In addition – as you know, it’s the processed meat that we need to be more mindful of. Luncheon and saveloys and chargrilled (burnt to a crisp) sausages on the BBQ should be avoided.
- Choose and/or prepare foods and drinks with unsaturated fats instead of saturated fats (SAFA).
We’ve been over this a LOT I know – check this out and this out. Abnormal amounts of anything is going to tip the balance in the wrong direction health wise, especially in the context of a diet that is also high in refined carbohydrate. It can also be problematic for people consuming large amounts in the context of a real food, low carbohydrate diet actually. So it is individual. However there is a difference between consuming ridiculously large amounts (i.e. a bulletproof coffee for breakfast alongside bacon and eggs fried in butter) and encouraging people to choose butter (a minimally processed food) instead of margarine or other industrial seed oil spreads (highly processed) to sauté their green beans in.
In addition, while the guidelines say that it’s beneficial for heart health to replace saturated fat with polyunsaturated (PUFA) fat, I’ve asked some smart people about this and replacing SAFA (or any fat) in the diet with PUFA may only beneficial when the diet is deficient in nutrients such as antioxidants provided by the seed oil, or if the diet is deficient in PUFA (never really seen in New Zealand. Further, the real benefit comes from long chain omega 3 fatty acids (from fish for example) rather than seed oils, which are certainly beneficial for health, including heart, brain and vascular health.

Using the information –
• a. Please transcribe the dietary fats passage, everything from "In addition –" down to "should be avoided.".
• b. According to the dietary fats passage, what provides the real benefit rather than seed oils?
• c. Resume the dietary fats passage after its final sentence.

Excerpted records –
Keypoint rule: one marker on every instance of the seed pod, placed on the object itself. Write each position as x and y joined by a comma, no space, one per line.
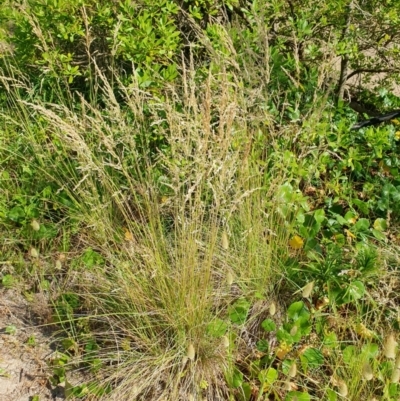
397,362
342,388
190,352
34,253
35,225
293,370
395,375
389,348
307,289
367,371
229,278
224,240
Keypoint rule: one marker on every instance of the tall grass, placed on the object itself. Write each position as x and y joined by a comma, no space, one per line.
184,230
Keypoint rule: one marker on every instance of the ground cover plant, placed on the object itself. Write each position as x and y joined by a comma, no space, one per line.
180,183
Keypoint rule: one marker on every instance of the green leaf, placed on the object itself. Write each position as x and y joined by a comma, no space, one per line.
236,380
319,216
330,340
91,258
16,214
296,309
356,290
379,235
238,311
297,396
262,345
332,396
370,350
8,281
349,354
268,325
311,358
245,392
361,225
217,328
380,224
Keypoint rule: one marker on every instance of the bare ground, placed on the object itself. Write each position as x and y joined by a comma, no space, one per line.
24,352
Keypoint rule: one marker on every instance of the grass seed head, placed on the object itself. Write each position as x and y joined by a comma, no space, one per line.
342,388
367,371
35,225
225,241
395,375
191,352
397,362
272,309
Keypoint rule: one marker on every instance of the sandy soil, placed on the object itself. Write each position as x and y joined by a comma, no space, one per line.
24,350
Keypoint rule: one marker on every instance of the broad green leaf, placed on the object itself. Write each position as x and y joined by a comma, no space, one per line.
356,290
297,396
319,216
349,354
370,350
361,225
268,325
296,309
311,358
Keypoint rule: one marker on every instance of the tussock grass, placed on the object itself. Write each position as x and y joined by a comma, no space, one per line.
158,218
178,192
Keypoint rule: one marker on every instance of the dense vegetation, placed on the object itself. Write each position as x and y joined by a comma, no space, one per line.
179,180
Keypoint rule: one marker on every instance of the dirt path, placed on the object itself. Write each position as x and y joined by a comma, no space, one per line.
24,350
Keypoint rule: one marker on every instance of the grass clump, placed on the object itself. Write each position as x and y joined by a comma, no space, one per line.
195,242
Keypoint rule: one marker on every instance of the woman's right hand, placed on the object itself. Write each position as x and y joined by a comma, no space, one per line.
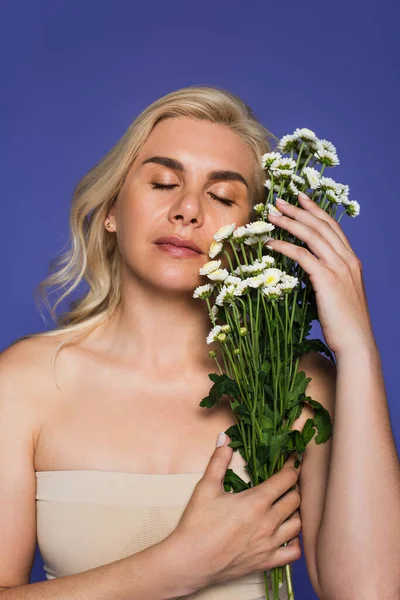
229,535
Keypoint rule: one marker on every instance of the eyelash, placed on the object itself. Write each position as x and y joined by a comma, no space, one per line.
169,187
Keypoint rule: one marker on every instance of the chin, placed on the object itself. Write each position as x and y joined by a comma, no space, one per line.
177,279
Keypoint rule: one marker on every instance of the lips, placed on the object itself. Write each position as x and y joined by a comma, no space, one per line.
179,242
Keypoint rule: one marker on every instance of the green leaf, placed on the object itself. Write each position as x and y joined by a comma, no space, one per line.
267,422
322,420
299,387
298,441
262,455
233,482
277,443
307,345
308,431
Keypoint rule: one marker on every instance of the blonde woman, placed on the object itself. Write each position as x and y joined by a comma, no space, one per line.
106,458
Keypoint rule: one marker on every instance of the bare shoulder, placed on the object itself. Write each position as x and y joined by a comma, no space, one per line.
26,374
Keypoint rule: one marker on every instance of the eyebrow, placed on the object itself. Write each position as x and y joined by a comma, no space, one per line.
173,163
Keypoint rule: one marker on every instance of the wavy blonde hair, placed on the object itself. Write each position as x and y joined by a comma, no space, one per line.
93,254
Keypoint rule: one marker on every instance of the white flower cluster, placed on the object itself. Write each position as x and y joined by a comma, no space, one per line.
283,178
273,282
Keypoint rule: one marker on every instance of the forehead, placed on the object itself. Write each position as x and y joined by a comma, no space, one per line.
198,143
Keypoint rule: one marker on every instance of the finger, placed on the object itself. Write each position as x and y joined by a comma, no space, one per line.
288,530
288,554
312,206
319,236
279,483
283,508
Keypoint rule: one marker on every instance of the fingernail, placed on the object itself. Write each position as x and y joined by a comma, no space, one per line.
221,439
274,211
303,196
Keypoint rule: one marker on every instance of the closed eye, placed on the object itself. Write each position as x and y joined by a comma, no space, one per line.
169,187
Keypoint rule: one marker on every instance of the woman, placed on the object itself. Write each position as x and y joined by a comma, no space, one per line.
111,468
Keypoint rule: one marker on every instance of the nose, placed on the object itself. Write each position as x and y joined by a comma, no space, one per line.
188,209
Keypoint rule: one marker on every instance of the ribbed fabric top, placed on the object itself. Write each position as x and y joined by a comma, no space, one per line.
88,518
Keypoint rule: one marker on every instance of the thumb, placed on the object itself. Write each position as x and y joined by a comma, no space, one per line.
219,461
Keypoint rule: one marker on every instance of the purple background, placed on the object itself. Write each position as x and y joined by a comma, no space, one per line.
75,74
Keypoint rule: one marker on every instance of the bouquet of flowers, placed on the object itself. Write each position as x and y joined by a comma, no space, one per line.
261,310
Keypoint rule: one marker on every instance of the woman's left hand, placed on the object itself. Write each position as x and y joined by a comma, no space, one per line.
335,273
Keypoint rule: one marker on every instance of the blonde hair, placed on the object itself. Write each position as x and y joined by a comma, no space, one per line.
93,254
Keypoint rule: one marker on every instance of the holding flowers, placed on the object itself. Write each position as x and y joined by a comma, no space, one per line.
261,313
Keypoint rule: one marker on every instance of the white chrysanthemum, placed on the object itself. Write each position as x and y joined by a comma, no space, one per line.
212,336
288,143
224,233
326,145
342,192
252,240
287,282
271,208
305,134
225,294
268,185
240,288
209,267
312,176
353,208
266,259
203,291
258,227
214,311
240,269
330,159
255,239
327,183
232,280
268,159
257,281
259,208
332,197
283,167
272,292
215,249
218,275
240,234
272,276
259,266
294,190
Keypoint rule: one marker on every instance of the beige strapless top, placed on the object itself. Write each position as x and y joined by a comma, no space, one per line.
88,518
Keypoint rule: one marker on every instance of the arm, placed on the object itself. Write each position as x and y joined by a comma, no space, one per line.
153,574
160,572
358,551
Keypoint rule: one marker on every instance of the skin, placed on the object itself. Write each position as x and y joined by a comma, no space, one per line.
152,356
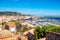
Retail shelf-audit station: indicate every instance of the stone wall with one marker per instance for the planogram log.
(53, 36)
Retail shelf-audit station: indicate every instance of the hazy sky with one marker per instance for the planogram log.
(33, 7)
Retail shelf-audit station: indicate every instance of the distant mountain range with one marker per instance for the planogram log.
(8, 13)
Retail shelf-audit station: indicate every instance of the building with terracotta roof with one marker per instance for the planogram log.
(11, 26)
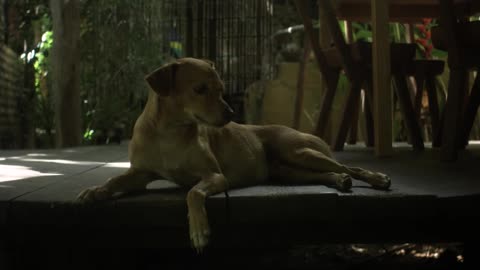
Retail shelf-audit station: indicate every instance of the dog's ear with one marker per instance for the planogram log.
(162, 80)
(212, 64)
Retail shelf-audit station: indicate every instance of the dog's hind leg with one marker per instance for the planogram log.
(131, 181)
(286, 174)
(314, 160)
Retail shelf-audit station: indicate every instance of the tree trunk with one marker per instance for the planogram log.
(66, 72)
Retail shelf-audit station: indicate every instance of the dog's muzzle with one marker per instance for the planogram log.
(228, 114)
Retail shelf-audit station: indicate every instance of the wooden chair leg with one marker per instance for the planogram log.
(370, 139)
(407, 109)
(347, 112)
(471, 111)
(419, 81)
(433, 109)
(331, 79)
(352, 135)
(453, 114)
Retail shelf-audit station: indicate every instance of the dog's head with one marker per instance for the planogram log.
(195, 86)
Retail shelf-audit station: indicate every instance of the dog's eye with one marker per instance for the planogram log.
(201, 90)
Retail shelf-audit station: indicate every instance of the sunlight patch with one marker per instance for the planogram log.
(61, 161)
(118, 165)
(14, 172)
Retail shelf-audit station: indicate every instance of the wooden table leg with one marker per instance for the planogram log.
(382, 102)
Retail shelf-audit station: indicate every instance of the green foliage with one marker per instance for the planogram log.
(122, 41)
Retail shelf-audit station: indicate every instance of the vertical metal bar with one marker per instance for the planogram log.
(212, 31)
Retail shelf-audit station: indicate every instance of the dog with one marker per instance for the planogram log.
(185, 135)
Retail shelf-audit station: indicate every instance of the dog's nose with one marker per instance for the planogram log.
(228, 113)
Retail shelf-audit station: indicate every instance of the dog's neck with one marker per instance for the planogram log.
(168, 117)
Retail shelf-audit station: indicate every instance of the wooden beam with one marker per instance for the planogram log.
(382, 101)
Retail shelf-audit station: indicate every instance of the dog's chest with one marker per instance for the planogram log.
(177, 168)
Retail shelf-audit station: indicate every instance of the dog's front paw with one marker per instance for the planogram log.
(344, 182)
(96, 193)
(199, 230)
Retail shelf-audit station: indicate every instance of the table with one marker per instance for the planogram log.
(380, 12)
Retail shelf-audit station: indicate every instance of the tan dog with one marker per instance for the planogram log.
(185, 135)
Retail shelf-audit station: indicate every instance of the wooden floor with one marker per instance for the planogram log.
(429, 201)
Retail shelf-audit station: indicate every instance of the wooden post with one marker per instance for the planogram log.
(297, 115)
(66, 71)
(382, 101)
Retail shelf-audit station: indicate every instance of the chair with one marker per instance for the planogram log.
(355, 60)
(461, 39)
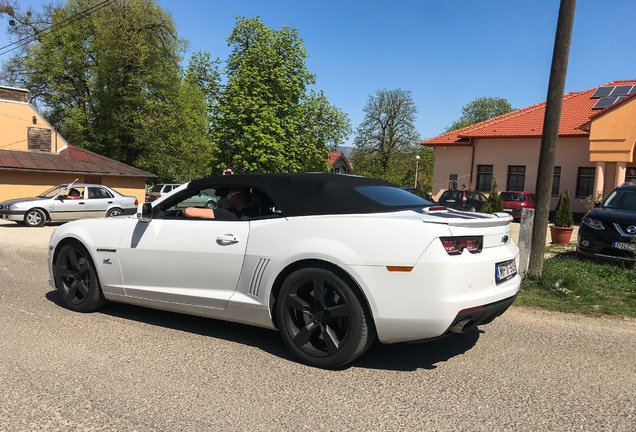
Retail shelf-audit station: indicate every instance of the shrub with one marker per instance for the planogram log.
(563, 215)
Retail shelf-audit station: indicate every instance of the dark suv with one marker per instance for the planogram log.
(609, 231)
(514, 202)
(463, 200)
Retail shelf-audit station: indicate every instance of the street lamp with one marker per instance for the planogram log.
(417, 164)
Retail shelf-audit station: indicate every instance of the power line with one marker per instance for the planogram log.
(54, 27)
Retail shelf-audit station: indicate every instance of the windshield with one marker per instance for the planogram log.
(621, 200)
(50, 193)
(392, 196)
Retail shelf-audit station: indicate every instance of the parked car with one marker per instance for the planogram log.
(67, 202)
(427, 196)
(159, 190)
(331, 262)
(514, 202)
(608, 232)
(466, 200)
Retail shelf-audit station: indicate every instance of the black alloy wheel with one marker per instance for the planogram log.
(76, 279)
(322, 320)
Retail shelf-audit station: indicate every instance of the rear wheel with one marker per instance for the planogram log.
(76, 279)
(34, 218)
(321, 319)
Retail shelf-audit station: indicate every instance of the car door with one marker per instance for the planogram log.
(99, 200)
(185, 261)
(66, 207)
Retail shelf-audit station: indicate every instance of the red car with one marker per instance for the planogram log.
(515, 201)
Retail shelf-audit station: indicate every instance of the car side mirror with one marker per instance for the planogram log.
(144, 213)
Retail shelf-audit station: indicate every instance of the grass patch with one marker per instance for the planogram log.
(571, 285)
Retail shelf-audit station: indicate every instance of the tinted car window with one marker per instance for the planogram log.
(451, 194)
(621, 200)
(391, 196)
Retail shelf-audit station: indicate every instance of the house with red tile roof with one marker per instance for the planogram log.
(594, 154)
(338, 163)
(34, 157)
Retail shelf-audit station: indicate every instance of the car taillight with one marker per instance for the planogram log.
(455, 245)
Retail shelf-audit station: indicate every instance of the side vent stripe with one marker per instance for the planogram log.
(255, 283)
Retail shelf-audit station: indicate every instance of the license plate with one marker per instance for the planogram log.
(505, 270)
(624, 246)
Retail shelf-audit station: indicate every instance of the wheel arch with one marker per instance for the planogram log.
(317, 263)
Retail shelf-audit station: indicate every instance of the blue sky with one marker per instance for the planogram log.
(447, 53)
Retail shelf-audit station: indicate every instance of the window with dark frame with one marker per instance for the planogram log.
(484, 177)
(516, 178)
(585, 182)
(556, 181)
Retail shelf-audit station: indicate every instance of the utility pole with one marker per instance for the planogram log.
(551, 121)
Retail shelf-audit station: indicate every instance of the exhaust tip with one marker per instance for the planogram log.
(462, 326)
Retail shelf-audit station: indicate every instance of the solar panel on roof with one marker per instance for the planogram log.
(604, 102)
(621, 90)
(603, 91)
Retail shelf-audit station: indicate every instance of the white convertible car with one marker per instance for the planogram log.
(331, 261)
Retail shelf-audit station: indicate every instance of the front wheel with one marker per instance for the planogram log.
(76, 279)
(322, 319)
(34, 218)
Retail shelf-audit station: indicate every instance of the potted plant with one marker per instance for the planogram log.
(561, 231)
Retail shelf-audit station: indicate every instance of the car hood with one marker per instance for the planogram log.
(21, 200)
(613, 215)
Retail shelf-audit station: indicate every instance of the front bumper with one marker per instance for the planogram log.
(12, 215)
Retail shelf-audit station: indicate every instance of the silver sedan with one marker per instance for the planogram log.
(67, 202)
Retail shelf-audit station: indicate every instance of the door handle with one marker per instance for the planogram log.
(226, 239)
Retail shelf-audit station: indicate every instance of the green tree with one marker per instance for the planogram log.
(493, 203)
(479, 110)
(386, 141)
(110, 80)
(267, 118)
(563, 214)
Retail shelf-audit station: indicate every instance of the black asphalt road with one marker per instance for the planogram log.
(132, 369)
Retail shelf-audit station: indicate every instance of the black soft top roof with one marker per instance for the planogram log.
(302, 194)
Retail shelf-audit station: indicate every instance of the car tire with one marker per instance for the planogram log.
(114, 212)
(322, 320)
(76, 279)
(34, 218)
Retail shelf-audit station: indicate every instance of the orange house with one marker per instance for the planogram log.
(34, 157)
(594, 154)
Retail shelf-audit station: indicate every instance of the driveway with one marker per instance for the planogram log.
(128, 368)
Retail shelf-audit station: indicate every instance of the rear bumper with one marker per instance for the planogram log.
(479, 316)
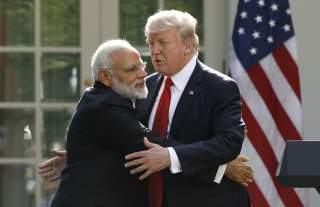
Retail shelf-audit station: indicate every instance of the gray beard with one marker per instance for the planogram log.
(129, 92)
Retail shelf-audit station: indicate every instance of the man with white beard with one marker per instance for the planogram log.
(103, 129)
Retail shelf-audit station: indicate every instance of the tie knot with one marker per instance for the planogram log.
(168, 83)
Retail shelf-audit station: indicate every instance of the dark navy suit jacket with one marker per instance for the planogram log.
(208, 121)
(103, 130)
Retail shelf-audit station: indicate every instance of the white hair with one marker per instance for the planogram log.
(166, 19)
(100, 58)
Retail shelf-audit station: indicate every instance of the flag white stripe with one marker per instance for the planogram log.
(292, 48)
(257, 106)
(261, 175)
(283, 91)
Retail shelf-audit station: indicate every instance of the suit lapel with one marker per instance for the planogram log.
(190, 93)
(147, 105)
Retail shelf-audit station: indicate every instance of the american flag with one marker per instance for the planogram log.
(263, 61)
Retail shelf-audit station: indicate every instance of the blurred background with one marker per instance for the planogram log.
(45, 49)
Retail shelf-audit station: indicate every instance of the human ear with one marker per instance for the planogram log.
(105, 77)
(188, 47)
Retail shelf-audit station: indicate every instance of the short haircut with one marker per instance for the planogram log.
(166, 19)
(100, 58)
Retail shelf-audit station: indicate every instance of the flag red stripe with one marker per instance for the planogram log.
(263, 148)
(281, 118)
(256, 196)
(288, 67)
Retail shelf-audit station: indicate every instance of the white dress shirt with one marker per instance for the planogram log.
(180, 81)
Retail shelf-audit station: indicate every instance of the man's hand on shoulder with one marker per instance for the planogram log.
(154, 159)
(239, 171)
(51, 169)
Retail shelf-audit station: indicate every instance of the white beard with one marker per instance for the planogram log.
(128, 91)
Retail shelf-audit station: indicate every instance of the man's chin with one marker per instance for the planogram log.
(141, 94)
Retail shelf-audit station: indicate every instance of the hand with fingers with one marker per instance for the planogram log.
(51, 169)
(239, 171)
(154, 159)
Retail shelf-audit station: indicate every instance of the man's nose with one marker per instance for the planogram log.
(142, 72)
(155, 49)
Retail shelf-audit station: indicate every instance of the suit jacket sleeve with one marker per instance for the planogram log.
(202, 158)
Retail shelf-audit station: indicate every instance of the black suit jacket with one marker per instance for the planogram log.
(208, 121)
(103, 130)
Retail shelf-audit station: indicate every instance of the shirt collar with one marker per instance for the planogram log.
(181, 78)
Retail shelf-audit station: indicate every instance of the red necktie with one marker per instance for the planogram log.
(160, 125)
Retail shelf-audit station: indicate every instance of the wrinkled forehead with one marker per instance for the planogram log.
(125, 57)
(171, 33)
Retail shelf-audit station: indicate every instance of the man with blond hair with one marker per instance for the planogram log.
(203, 112)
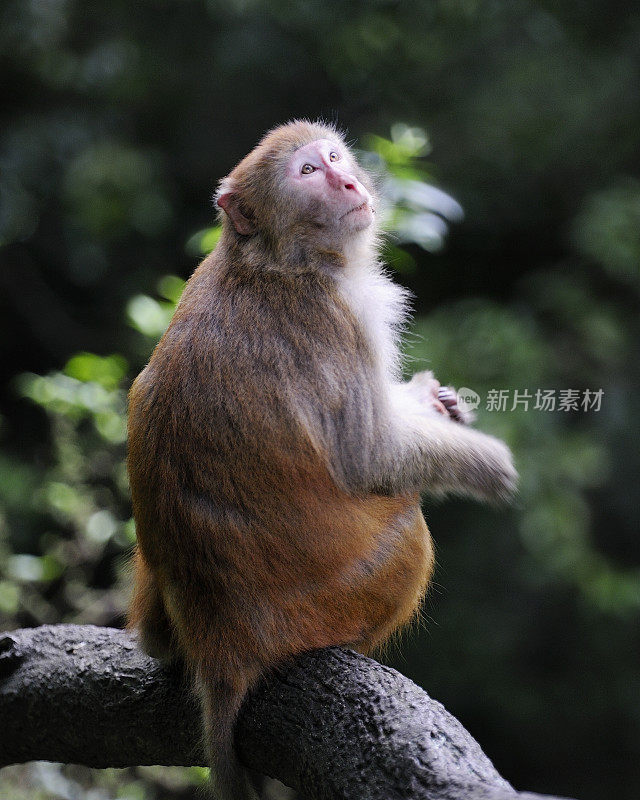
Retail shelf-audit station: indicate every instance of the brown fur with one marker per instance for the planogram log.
(264, 469)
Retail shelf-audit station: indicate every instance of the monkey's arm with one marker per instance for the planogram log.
(411, 447)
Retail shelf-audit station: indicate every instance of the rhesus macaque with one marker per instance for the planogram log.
(276, 457)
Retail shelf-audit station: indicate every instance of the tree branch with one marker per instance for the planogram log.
(333, 724)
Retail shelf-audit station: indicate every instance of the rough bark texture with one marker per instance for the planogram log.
(333, 724)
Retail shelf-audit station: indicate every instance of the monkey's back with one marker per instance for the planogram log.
(254, 548)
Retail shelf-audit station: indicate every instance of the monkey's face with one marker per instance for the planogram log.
(325, 191)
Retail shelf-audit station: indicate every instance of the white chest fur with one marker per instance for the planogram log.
(381, 306)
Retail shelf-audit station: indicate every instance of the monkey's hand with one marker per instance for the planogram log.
(427, 391)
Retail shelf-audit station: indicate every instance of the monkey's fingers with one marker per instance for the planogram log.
(448, 397)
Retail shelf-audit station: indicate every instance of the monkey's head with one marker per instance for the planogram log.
(300, 183)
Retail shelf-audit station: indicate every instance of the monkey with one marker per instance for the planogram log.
(276, 457)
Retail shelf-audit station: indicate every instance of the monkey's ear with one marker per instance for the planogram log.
(230, 204)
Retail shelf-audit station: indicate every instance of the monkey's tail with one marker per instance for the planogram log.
(221, 702)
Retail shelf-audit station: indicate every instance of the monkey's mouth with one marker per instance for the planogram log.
(361, 207)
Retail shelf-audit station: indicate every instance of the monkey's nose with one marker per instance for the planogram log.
(342, 180)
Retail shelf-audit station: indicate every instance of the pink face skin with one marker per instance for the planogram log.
(324, 175)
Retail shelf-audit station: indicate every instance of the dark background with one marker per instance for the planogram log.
(117, 120)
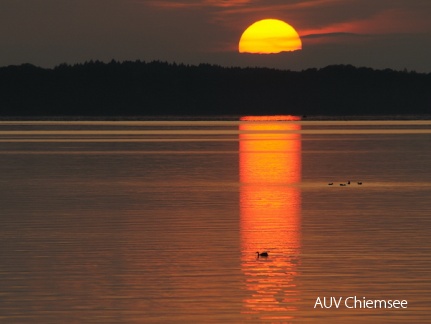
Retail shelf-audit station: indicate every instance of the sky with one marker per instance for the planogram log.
(380, 34)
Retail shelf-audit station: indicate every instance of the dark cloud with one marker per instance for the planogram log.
(49, 32)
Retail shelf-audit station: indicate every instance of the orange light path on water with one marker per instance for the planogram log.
(270, 206)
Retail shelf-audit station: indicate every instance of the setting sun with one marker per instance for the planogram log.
(269, 36)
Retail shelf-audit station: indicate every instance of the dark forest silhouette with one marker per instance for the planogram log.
(159, 88)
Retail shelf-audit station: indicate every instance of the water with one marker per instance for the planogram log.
(160, 221)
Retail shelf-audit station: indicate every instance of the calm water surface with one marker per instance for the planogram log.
(160, 221)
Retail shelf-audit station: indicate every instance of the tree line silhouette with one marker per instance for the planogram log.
(159, 88)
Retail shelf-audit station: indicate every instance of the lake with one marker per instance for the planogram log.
(160, 221)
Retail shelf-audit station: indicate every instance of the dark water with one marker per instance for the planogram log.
(159, 222)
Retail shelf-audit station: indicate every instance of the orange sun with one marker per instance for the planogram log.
(269, 36)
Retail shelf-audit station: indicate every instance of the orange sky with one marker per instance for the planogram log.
(379, 34)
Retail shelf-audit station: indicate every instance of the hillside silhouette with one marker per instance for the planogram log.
(160, 88)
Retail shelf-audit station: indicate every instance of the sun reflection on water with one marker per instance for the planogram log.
(270, 206)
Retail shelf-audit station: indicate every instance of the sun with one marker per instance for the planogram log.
(269, 36)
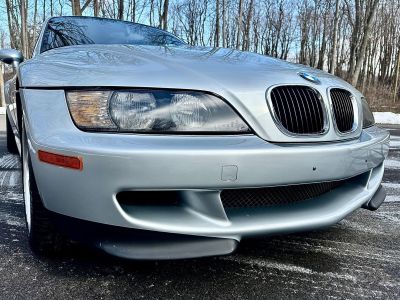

Answer section –
• a.
In addition – as you know, it’s the processed meat that we need to be more mindful of. Luncheon and saveloys and chargrilled (burnt to a crisp) sausages on the BBQ should be avoided.

• b. Long chain omega 3 fatty acids, from fish for example.

• c.
So… while it’s great there is the inclusion of the paragraph that encourages the consumption of real food that is minimally processed (and on that most people are in agreeance), the continual promotion of grain-based foods, low fat dairy and plant-based polyunsaturated fats such as seed oils goes against this recommendation. I don’t know if this paragraph is merely a nod to the growing awareness the consumer is having with regards to their food (rather than a genuine recommendation) or a lack of understanding of what ‘minimally processed’ means. It feels like they have their feet in both camps, but it could only serve to confuse people who are navigating an already confused food environment.
*someone else much smarter and more articulate with more time could probably do a more indepth review.